Records supplied:
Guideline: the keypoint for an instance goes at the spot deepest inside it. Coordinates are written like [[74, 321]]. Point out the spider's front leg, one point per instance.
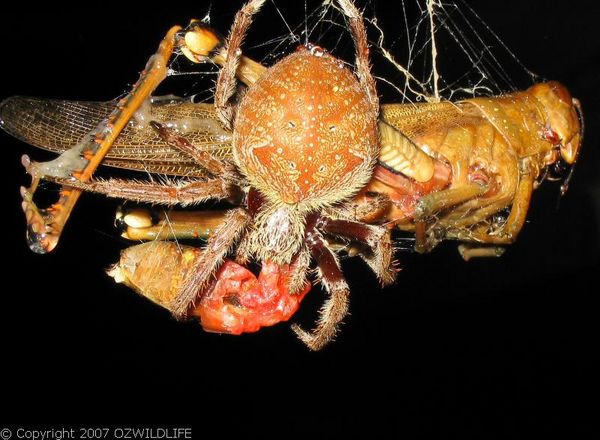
[[378, 257], [336, 307], [78, 164]]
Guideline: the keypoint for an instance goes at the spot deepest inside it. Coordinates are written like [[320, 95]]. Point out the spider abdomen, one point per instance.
[[306, 132]]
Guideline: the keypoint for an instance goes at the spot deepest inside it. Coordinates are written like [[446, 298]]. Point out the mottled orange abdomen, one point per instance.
[[306, 131]]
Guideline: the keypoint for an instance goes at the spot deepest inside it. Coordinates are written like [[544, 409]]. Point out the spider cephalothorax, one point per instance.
[[305, 136]]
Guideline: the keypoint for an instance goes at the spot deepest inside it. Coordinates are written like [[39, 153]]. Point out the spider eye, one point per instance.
[[559, 170]]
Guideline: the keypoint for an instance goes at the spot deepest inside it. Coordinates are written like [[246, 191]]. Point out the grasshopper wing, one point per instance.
[[57, 125]]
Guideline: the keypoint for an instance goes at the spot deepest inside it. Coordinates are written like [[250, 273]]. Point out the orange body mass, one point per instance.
[[306, 131]]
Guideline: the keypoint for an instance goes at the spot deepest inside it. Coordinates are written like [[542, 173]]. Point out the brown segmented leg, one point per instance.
[[170, 194], [201, 274], [45, 226], [516, 219], [226, 82], [430, 204], [377, 238], [202, 44], [336, 306], [146, 225]]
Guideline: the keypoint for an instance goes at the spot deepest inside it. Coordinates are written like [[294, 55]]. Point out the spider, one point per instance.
[[304, 141]]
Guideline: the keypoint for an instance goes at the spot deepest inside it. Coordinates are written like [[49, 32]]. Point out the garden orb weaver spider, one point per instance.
[[305, 139]]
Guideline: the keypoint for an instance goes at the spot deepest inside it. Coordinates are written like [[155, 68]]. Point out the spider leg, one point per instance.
[[201, 274], [336, 307], [377, 238], [170, 193], [361, 44], [226, 81]]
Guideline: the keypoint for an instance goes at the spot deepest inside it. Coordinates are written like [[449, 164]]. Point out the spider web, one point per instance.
[[422, 50]]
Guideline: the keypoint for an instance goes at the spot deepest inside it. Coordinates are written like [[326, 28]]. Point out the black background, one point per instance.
[[500, 348]]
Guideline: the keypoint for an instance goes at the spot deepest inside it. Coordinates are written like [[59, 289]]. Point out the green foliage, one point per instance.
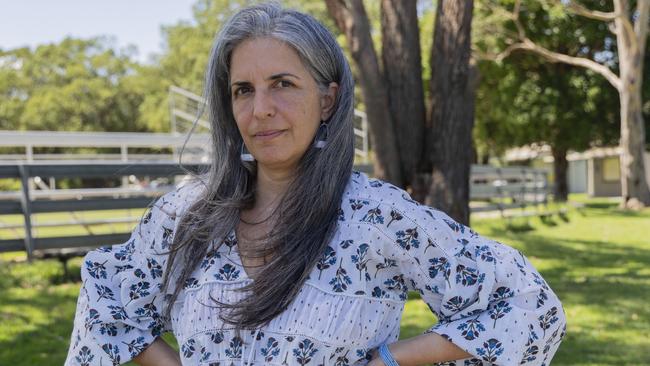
[[525, 98], [76, 85], [597, 264]]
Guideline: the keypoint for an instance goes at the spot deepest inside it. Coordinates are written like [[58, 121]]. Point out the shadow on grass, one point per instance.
[[46, 342]]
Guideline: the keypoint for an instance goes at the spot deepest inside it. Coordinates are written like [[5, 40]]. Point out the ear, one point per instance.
[[328, 100]]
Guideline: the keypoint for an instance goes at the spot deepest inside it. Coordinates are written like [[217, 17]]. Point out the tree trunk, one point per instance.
[[403, 81], [560, 170], [351, 18], [631, 48], [452, 115]]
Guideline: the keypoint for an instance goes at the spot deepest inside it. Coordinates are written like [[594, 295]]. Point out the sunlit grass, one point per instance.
[[597, 259]]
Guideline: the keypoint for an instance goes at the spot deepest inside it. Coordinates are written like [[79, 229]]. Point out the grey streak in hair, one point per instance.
[[229, 184]]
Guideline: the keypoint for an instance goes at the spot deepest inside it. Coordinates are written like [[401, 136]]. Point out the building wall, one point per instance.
[[605, 177], [577, 176]]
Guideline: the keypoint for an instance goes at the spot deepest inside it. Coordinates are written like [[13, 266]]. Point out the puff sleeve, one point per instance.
[[120, 304], [488, 297]]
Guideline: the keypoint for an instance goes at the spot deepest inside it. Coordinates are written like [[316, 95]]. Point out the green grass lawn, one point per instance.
[[597, 259]]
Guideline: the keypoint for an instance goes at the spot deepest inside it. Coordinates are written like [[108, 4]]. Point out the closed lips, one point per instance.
[[269, 133]]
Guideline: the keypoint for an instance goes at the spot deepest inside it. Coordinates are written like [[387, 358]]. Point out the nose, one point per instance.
[[263, 105]]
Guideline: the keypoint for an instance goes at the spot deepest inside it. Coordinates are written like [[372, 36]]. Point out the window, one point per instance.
[[611, 170]]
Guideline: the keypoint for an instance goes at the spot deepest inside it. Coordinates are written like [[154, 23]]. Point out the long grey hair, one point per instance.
[[306, 218]]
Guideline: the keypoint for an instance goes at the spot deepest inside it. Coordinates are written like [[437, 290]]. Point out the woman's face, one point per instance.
[[276, 102]]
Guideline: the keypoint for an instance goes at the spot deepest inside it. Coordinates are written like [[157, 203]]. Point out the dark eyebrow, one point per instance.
[[281, 75], [272, 77]]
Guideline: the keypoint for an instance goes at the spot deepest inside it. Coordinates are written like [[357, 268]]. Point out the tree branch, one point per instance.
[[588, 13], [641, 24], [551, 56], [524, 43]]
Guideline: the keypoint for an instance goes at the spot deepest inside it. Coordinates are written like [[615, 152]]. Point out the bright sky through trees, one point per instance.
[[34, 22]]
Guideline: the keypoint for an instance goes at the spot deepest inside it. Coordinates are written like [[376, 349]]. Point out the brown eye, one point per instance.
[[242, 90], [284, 83]]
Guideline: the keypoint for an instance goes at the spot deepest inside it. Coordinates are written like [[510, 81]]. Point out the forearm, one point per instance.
[[423, 349], [159, 353]]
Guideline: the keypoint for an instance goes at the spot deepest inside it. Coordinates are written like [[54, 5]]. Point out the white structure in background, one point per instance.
[[596, 171]]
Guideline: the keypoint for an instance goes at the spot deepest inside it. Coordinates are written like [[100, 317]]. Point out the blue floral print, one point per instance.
[[488, 299]]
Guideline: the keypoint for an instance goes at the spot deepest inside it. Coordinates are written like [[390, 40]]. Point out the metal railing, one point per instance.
[[28, 202]]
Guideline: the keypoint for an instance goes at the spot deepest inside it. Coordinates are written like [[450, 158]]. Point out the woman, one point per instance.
[[283, 255]]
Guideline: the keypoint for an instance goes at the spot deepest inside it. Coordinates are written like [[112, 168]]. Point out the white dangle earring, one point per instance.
[[245, 155], [321, 136]]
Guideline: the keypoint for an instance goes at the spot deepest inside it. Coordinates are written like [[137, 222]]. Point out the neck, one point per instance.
[[271, 185]]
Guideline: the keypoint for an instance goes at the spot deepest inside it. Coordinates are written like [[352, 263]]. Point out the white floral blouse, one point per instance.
[[489, 299]]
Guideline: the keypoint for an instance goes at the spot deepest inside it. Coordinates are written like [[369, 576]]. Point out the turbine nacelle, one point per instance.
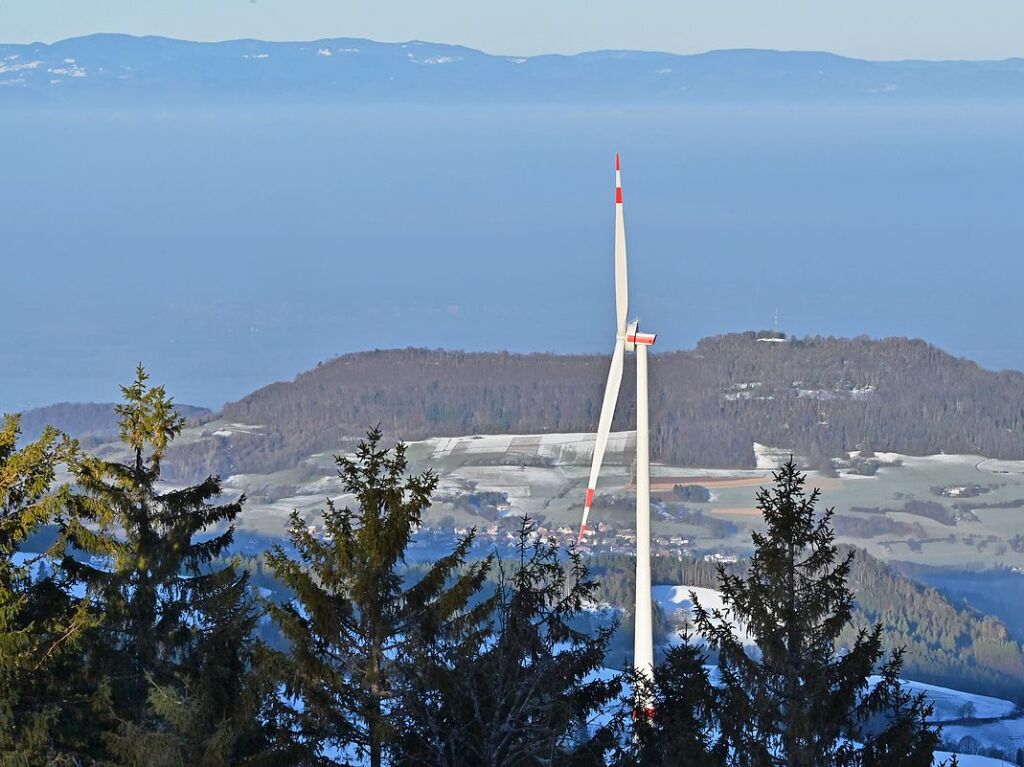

Task description:
Reproduce every record above word for word, leaving out the pictures.

Solution to the exercise:
Guideline: the keypoint for an instance goes at the spot deepest inside it. Coordinates are written like [[74, 321]]. Point out the spider's front leg, one point per instance.
[[378, 257], [336, 307], [78, 164]]
Guideline: the keypoint for an instance goes at the spot deepest inside it. Coordinates are written like [[320, 95]]. Point out the spider abdomen, one point per instance.
[[306, 132]]
Guideline: the keypoint for an instance goes at the spot deepest inside it. Coordinates are written like [[446, 298]]. Point out the mottled orange abdomen, one point per instance.
[[306, 131]]
Guideline: the keypoint for an instance goes at the spot deepest inside it. Coordinates are written like [[544, 409]]. Point out the spider cephalothorax, one point per instance.
[[305, 136]]
Guideline: the keypoint for an instance goes at the spot deepest inside it. Coordinates are written like [[39, 153]]. Point out the spider eye, one point per instance.
[[559, 170]]
Guideline: the keypoint for an instance goes at the spot deepest inside it. Coordinates are written like [[246, 191]]. Point out the grasshopper wing, one point per instance.
[[57, 125]]
Guideline: the keypoint for an instance goes at the spot deepest inside it. Coordinates are written like [[250, 273]]. Point out the orange body mass, one point per instance.
[[306, 131]]
Guideline: the keypoint for an instance goes at the spot deepest inside it. Coordinates are written like [[542, 173]]. Point out the brown segmented leg, one point per instance.
[[170, 194], [201, 274], [45, 226], [516, 219], [226, 82], [430, 204], [377, 238], [202, 44], [336, 306], [146, 225]]
Guideline: the keypoint for an instance goes at the spot deepest inside it. Coordinates are written like [[294, 55]]. Point out the spider, one point per instance.
[[304, 141]]
Guideline: the keypoint for an instance goes at the spot deepest inside it. Coordinates are written like [[49, 32]]. Point out the garden orb weaver spider, one point per instance.
[[305, 139]]
Guideline: the keypoint for an instance goes at the spot deepest inside it. Coordinates are written like [[155, 68]]. Point out the spider leg, one point per instance.
[[201, 274], [336, 307], [377, 238], [170, 193], [361, 44], [226, 81]]
Guideline: the keypoint for an instance goes at the spot deepest inside it. Coordinates are written like [[449, 164]]. Point out the spider web, one point per instance.
[[422, 50]]
Guideline: the keypoint for an instance goes at the spot deepest inside it. Coordinates are written like [[326, 28]]. Point out the black background, one point per instance.
[[500, 348]]
Guideline: the keypoint for an instance goes at the spot deepest inside it. Coordinates are written like [[59, 289]]. Point out the green foliage, one point per instance.
[[525, 98], [76, 85], [597, 264]]
Guideline: the keypoint for an instance goes at the spot deepest inside it. Coordinates are written like [[58, 121]]. Point out the shadow on grass, one point per instance.
[[46, 342]]
Guideline: the keypoint for an instance goes at the spot deepest inside it. Coordinates are written like [[5, 40]]. Point out the ear, one point per instance.
[[328, 100]]
Guideline: the keypoint for an instance goes at the spot deepest inside it. Coordinates are written like [[217, 17]]. Point out the tree trunk, one point per instance.
[[403, 81], [560, 170], [351, 18], [631, 48], [452, 115]]
Guideline: the keypoint for an instance goes at the spot deepest inside it. Coordinates are written like [[594, 295]]. Point out the sunlit grass, one point per instance.
[[597, 259]]
Guideline: the keypoint for an instance goes at the spot deepest inside it. Coordinates are written like [[79, 229]]. Point out the grey streak in hair, one point per instance.
[[229, 184]]
Guideline: the keypoint for an instance goes at the spot deepest inside it. Coordinates are written like [[401, 136]]. Point out the building wall, one point per instance.
[[605, 177], [577, 176]]
Guideline: the keypoint for an instance goes at the spot deepest inside it. Coordinates are written like [[13, 266]]. Point out the puff sleeve, one point per instance.
[[120, 304], [488, 297]]
Guideline: the keypoint for an instance goes at the spot deepest inside it. Coordinates are written like [[316, 95]]. Point out the green grass lawn, one point per instance.
[[597, 259]]
Guideline: the keypoint for an instance goes at the spot deepest inside it. Coordinates are written like [[108, 4]]. Point out the closed lips, one point per instance.
[[269, 133]]
Guideline: the keypoint for an instance goes at the spot deepest inside it. Coordinates are written like [[387, 358]]. Point out the nose, one point per instance.
[[263, 105]]
Guideline: the keypoint for an instance goes at the spot deepest inside it. Coordinates are written like [[372, 36]]. Point out the window, one point per instance.
[[611, 170]]
Guideline: the keypoint for an instance goes at the spot deepest inside it. Coordinates are written like [[154, 23]]. Point out the long grey hair, one point per instance.
[[306, 218]]
Guideline: the keypoint for an instance goes at the spot deepest inside it. Coordinates are written like [[437, 290]]. Point out the woman's face, one point per instance.
[[276, 102]]
Guideline: the keypoint for an instance goes at the spot deepest inside it. Coordinates are written like [[157, 203]]. Point out the dark eyebrow, one point per instance.
[[281, 75], [272, 77]]
Guideline: the keypoint for an instance goes at the spot deepest inside it. Coordinates are written like [[357, 268]]. Point out the tree branch, one point per instance.
[[588, 13], [641, 24], [551, 56], [524, 43]]
Guideline: the keypoint for an instance goes at the spot deepest inside it. Coordinates are written like [[615, 152]]. Point out the bright sky through trees, one point per instance.
[[34, 22]]
Guideline: the keypoint for an instance goes at the spot deepest inside it. Coordinates are written like [[376, 349]]. Point out the brown eye, one point per instance.
[[242, 90], [284, 83]]
Guideline: the keypoint for an instance goes at the spot deepest inside it. Coordinates are written like [[510, 81]]. Point out the forearm, one point per instance.
[[423, 349], [159, 353]]
Guideline: the keypoint for an instance goes at the spot deepest inside it. Coordinates are written like [[54, 5]]. Point out the white structure in background, one point per instance.
[[596, 171]]
Guideline: the keypoint for an instance goes at the spot deepest inside it. Coordinates are written like [[100, 317]]. Point out the blue floral print, one point per instance.
[[488, 299]]
Guideline: the keypoint for an instance goes at the spot deepest inside it. Coordinates are written like [[390, 40]]. Point out the metal railing, one point per instance.
[[28, 202]]
Guideline: the keypoint for an instance goes at the spot deepest inside it. Coordinates are written like [[450, 158]]. Point out the woman, one point per instance.
[[283, 255]]
Guideline: the keypoint for an instance goes at the spot deepest inside it. Coordinates are written like [[112, 168]]. Point out the white dangle earring, one point per instance.
[[245, 155], [321, 136]]
Guideline: the keypoint for an instance goes at the spot deepest inside it. Coordinates are written like [[137, 222]]. Point out the neck, one point per instance.
[[271, 185]]
Guideline: the keypoint for an instance goes at the spot deepest inside it. Coordinates are written like [[352, 263]]. Point out the white floral blouse, one point per instance.
[[489, 299]]
Guideline: the keypoint for an instance goes at the spot deepest inside it. Coordinates are written like [[369, 576]]. Point out the turbine nacelle, one point per instance.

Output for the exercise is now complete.